■ **The exercise**:
Write out every line of the listing below again, switching each "wall panel" to "wall section" and changing nothing else. Leave the pictures out.
⟨
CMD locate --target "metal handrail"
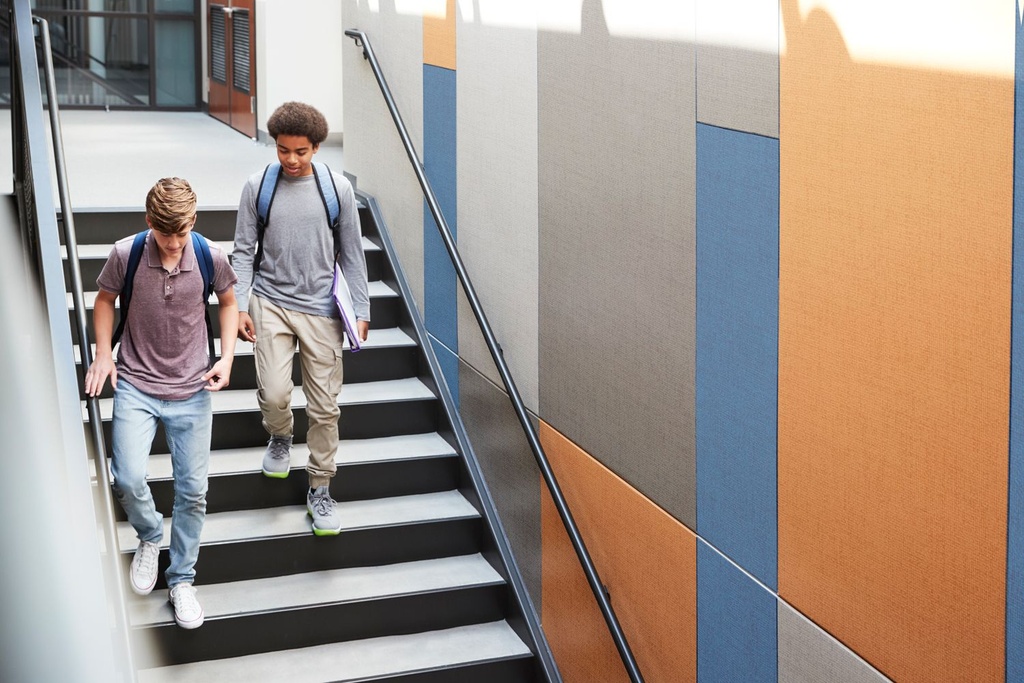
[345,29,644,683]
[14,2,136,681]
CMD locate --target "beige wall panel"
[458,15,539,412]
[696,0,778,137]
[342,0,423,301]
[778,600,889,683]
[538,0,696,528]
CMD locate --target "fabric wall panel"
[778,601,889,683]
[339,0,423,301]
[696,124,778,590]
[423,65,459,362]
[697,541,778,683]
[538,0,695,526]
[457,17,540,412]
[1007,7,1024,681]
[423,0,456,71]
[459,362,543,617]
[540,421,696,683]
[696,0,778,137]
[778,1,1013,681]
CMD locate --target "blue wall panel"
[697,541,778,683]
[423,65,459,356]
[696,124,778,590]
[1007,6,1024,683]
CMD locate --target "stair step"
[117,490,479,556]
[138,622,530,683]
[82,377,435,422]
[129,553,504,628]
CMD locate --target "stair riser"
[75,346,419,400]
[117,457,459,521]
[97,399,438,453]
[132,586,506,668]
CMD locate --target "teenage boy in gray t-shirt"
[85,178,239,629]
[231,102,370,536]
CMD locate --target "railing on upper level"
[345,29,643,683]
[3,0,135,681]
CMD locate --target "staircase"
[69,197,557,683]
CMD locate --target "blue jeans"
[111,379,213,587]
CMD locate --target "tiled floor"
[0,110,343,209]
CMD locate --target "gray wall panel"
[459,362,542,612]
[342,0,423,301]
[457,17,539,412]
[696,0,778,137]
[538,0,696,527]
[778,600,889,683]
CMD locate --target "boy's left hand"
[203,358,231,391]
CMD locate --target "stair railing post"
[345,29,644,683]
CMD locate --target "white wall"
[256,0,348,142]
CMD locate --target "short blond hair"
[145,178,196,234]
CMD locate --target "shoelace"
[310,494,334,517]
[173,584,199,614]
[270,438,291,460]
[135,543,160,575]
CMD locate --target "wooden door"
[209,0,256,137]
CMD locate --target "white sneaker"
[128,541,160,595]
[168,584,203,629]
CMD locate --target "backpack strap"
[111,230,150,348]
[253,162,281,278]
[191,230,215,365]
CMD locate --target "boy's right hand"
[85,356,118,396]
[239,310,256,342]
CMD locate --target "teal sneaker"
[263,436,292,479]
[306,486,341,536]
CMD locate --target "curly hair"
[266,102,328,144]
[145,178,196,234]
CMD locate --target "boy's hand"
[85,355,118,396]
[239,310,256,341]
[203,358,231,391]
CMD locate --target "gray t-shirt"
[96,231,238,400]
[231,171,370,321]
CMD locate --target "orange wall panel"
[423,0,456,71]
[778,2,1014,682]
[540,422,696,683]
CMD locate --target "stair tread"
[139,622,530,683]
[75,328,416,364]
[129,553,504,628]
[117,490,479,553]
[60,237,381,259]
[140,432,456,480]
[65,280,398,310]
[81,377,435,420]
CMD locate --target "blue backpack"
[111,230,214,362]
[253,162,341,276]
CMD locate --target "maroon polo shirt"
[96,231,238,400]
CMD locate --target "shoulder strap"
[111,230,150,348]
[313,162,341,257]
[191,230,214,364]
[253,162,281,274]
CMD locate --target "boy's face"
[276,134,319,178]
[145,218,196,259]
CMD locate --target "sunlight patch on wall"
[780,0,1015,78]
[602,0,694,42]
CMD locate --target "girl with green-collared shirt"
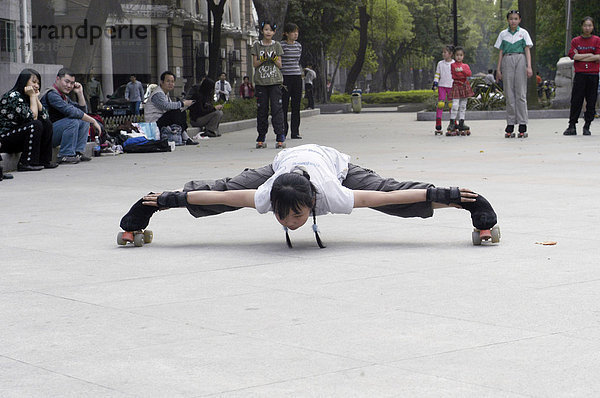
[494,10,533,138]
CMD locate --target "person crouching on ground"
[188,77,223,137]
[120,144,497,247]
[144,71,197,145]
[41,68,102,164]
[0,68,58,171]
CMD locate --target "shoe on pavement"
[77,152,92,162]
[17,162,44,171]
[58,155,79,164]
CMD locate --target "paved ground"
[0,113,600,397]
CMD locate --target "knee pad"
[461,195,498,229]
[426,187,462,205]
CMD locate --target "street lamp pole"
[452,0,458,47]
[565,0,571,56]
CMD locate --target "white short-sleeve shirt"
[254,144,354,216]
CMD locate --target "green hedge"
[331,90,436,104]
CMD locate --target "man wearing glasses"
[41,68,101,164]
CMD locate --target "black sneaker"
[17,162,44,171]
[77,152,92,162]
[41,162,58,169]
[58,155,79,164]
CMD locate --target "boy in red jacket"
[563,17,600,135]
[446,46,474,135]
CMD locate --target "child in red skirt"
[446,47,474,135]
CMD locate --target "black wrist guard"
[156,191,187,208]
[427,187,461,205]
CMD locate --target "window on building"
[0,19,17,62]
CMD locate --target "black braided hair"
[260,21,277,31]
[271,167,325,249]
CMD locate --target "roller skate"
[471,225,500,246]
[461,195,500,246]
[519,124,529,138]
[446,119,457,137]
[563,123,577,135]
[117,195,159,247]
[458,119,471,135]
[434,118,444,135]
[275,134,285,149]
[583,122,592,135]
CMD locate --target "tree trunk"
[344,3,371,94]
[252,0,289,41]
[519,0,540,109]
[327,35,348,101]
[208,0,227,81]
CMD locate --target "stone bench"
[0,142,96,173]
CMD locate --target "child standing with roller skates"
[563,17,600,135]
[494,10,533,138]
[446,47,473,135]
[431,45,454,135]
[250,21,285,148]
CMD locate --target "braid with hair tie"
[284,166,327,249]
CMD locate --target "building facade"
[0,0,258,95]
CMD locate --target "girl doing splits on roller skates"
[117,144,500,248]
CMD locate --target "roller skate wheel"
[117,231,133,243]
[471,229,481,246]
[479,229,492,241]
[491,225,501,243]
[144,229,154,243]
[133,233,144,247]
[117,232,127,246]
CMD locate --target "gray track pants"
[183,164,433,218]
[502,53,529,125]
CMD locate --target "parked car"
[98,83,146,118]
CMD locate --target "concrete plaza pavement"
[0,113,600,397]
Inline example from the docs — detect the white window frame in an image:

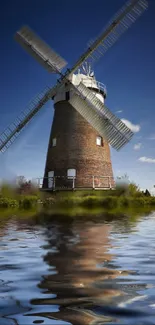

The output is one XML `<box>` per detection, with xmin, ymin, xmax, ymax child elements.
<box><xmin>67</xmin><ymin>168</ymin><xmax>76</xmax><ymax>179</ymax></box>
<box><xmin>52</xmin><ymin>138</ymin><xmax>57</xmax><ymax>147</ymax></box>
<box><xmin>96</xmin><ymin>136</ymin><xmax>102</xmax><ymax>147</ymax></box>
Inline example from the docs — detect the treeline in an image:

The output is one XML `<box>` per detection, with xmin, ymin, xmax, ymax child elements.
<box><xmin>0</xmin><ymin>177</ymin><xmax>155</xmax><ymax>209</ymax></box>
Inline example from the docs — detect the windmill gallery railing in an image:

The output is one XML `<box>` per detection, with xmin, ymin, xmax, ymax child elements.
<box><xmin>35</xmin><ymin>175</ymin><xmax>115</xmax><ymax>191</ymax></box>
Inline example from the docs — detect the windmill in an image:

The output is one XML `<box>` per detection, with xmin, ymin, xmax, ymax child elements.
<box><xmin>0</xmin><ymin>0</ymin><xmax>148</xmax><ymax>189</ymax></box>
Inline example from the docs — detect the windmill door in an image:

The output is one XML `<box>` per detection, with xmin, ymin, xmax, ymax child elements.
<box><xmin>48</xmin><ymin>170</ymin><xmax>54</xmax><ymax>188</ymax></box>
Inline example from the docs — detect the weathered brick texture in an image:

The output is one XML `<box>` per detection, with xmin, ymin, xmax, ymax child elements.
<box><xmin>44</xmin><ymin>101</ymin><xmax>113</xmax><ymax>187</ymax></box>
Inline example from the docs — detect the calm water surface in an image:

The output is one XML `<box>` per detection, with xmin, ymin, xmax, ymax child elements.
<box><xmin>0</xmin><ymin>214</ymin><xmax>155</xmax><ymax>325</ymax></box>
⟩
■ **Full output**:
CMD locate --target "metal handrail"
[345,29,644,683]
[14,2,136,681]
CMD locate --target "beige wall section"
[458,15,539,412]
[696,0,778,137]
[342,0,423,301]
[778,600,889,683]
[538,0,696,528]
CMD locate --target "fabric wall section"
[778,601,889,683]
[339,0,423,301]
[696,124,778,590]
[423,65,459,362]
[697,541,778,683]
[538,0,695,526]
[457,17,540,412]
[1007,7,1024,681]
[423,0,456,71]
[459,362,543,617]
[540,421,696,683]
[696,0,778,137]
[778,1,1013,681]
CMD locate --target "blue wall section"
[697,541,778,683]
[423,65,459,356]
[696,124,778,590]
[1007,6,1024,683]
CMD locate --target "stair step"
[117,490,479,556]
[138,622,530,683]
[82,377,435,422]
[129,553,504,628]
CMD locate --target "stair riser"
[75,346,419,400]
[117,457,459,521]
[97,399,438,453]
[132,586,506,668]
CMD locate --target "teenage boy in gray t-shirt"
[85,178,239,629]
[231,102,370,536]
CMD locate --target "railing on upper level"
[345,29,643,683]
[3,0,135,681]
CMD locate --target "staircase"
[69,197,557,683]
CMD locate --target "blue jeans"
[111,379,213,587]
CMD locate --target "tiled floor"
[0,110,343,209]
CMD locate --target "gray wall section"
[459,362,542,612]
[342,0,423,301]
[457,17,539,412]
[696,0,778,137]
[538,0,696,527]
[778,600,889,683]
CMD locate --target "boy's left hand"
[203,358,231,391]
CMD locate --target "stair railing post"
[345,29,644,683]
CMD locate --target "white wall"
[256,0,348,142]
CMD locate --target "short blond hair"
[145,178,196,234]
CMD locate --target "shoelace"
[310,494,334,517]
[173,584,199,614]
[270,438,291,460]
[135,543,160,575]
CMD locate --target "wooden door"
[209,0,256,137]
CMD locate --target "white sneaker"
[128,541,160,595]
[168,584,203,629]
CMD locate --target "backpack strap"
[111,230,150,348]
[253,162,281,278]
[191,230,215,365]
CMD locate --target "boy's right hand"
[85,356,118,396]
[239,310,256,342]
CMD locate --target "teal sneaker"
[263,436,292,479]
[306,486,341,536]
CMD locate --target "curly hair"
[266,102,328,144]
[145,178,196,234]
CMD locate --target "boy's hand"
[85,355,118,396]
[239,310,256,341]
[203,358,231,391]
CMD locate --target "gray t-shirt"
[96,231,238,400]
[231,171,370,321]
CMD locate --target "orange wall section"
[423,0,456,71]
[778,2,1014,682]
[540,422,696,683]
CMD locate --target "stair tread"
[139,622,530,683]
[75,328,416,364]
[129,553,504,628]
[117,490,479,553]
[60,237,381,259]
[140,432,456,480]
[65,280,398,310]
[81,377,435,420]
CMD locate --target "blue backpack"
[111,230,214,362]
[253,162,341,276]
CMD locate --target "maroon polo shirt"
[96,231,238,400]
CMD locate --target "shoulder strap"
[111,230,150,348]
[313,162,341,257]
[191,230,214,364]
[253,162,281,274]
CMD locate --target "boy's face"
[276,134,319,178]
[145,218,196,259]
CMD locate --target "sunlight patch on wall"
[780,0,1015,78]
[602,0,694,42]
CMD locate --target "girl with green-collared shirt"
[494,10,533,138]
CMD locate --target "person crouching on ground"
[188,77,223,137]
[120,144,497,247]
[144,71,197,145]
[41,68,102,164]
[0,68,58,171]
CMD locate --target "shoe on pavement"
[77,152,92,162]
[17,162,44,171]
[58,155,79,164]
CMD locate --target "paved ground"
[0,113,600,397]
CMD locate --target "knee pad"
[461,195,498,229]
[426,187,462,205]
CMD locate --target "street lamp pole"
[452,0,458,47]
[565,0,571,56]
CMD locate --target "white short-sleeve shirt"
[254,144,354,216]
CMD locate --target "green hedge"
[331,90,436,104]
CMD locate --target "man wearing glasses"
[41,68,101,164]
CMD locate --target "black sneaker"
[17,162,44,171]
[77,152,92,162]
[41,162,58,169]
[58,155,79,164]
CMD locate --target "boy in red jacket"
[563,17,600,135]
[446,46,474,135]
CMD locate --target "child in red skirt"
[446,47,474,135]
CMD locate --target "black wrist guard"
[156,191,187,208]
[427,187,461,205]
CMD locate --target "window on building"
[0,19,17,62]
CMD locate --target "black braided hair"
[260,21,277,31]
[271,167,325,249]
CMD locate --target "roller skate"
[471,225,500,246]
[461,195,500,246]
[519,124,529,138]
[446,119,457,137]
[563,123,577,135]
[117,195,159,247]
[458,119,471,135]
[434,118,444,135]
[275,134,285,149]
[583,122,592,135]
CMD locate --target "tree trunk"
[344,3,371,94]
[252,0,289,41]
[519,0,540,109]
[327,35,348,101]
[208,0,227,81]
CMD locate --target "stone bench"
[0,142,96,173]
CMD locate --target "child standing with roller skates"
[563,17,600,135]
[494,10,533,138]
[446,47,473,135]
[431,45,454,135]
[250,21,285,148]
CMD locate --target "braid with hair tie"
[284,166,327,249]
CMD locate --target "building facade"
[0,0,258,95]
CMD locate --target "girl doing splits on roller skates"
[117,144,500,248]
CMD locate --target "roller skate wheel"
[117,231,133,243]
[471,229,481,246]
[479,229,492,241]
[491,225,501,243]
[144,229,154,243]
[133,233,144,247]
[117,232,127,246]
CMD locate --target "gray track pants"
[183,164,433,218]
[502,53,529,125]
CMD locate --target "parked car"
[98,83,146,118]
CMD locate --target "concrete plaza pavement"
[0,113,600,397]
Inline example from the docs — detect the white window frame in an image:


The output is one XML `<box>` per detection, with xmin, ymin, xmax, ymax child elements.
<box><xmin>67</xmin><ymin>168</ymin><xmax>76</xmax><ymax>179</ymax></box>
<box><xmin>52</xmin><ymin>138</ymin><xmax>57</xmax><ymax>147</ymax></box>
<box><xmin>96</xmin><ymin>136</ymin><xmax>102</xmax><ymax>147</ymax></box>
Inline example from the docs — detect the treeline in an image:

The output is one XML `<box>` per detection, with xmin, ymin, xmax, ymax child elements.
<box><xmin>0</xmin><ymin>177</ymin><xmax>155</xmax><ymax>209</ymax></box>
Inline example from the docs — detect the windmill gallery railing in an image:

The output is one XML `<box>` per detection, with xmin, ymin, xmax, ymax child elements.
<box><xmin>35</xmin><ymin>175</ymin><xmax>115</xmax><ymax>191</ymax></box>
Inline example from the docs — detect the windmill in an image:

The output is one XML `<box>` per detection, with xmin, ymin, xmax, ymax child elements.
<box><xmin>0</xmin><ymin>0</ymin><xmax>148</xmax><ymax>189</ymax></box>
Inline example from the docs — detect the windmill door in an image:

The output is one XML `<box>` per detection, with xmin, ymin, xmax, ymax child elements.
<box><xmin>48</xmin><ymin>170</ymin><xmax>54</xmax><ymax>188</ymax></box>
Inline example from the docs — detect the weathered brick texture in an image:

The output is one XML `<box>` per detection, with xmin, ymin, xmax, ymax child elements.
<box><xmin>44</xmin><ymin>101</ymin><xmax>113</xmax><ymax>187</ymax></box>
Inline example from the docs — detect the calm water surface in an image:

The output is one XML `<box>` per detection, with xmin, ymin, xmax, ymax child elements.
<box><xmin>0</xmin><ymin>214</ymin><xmax>155</xmax><ymax>325</ymax></box>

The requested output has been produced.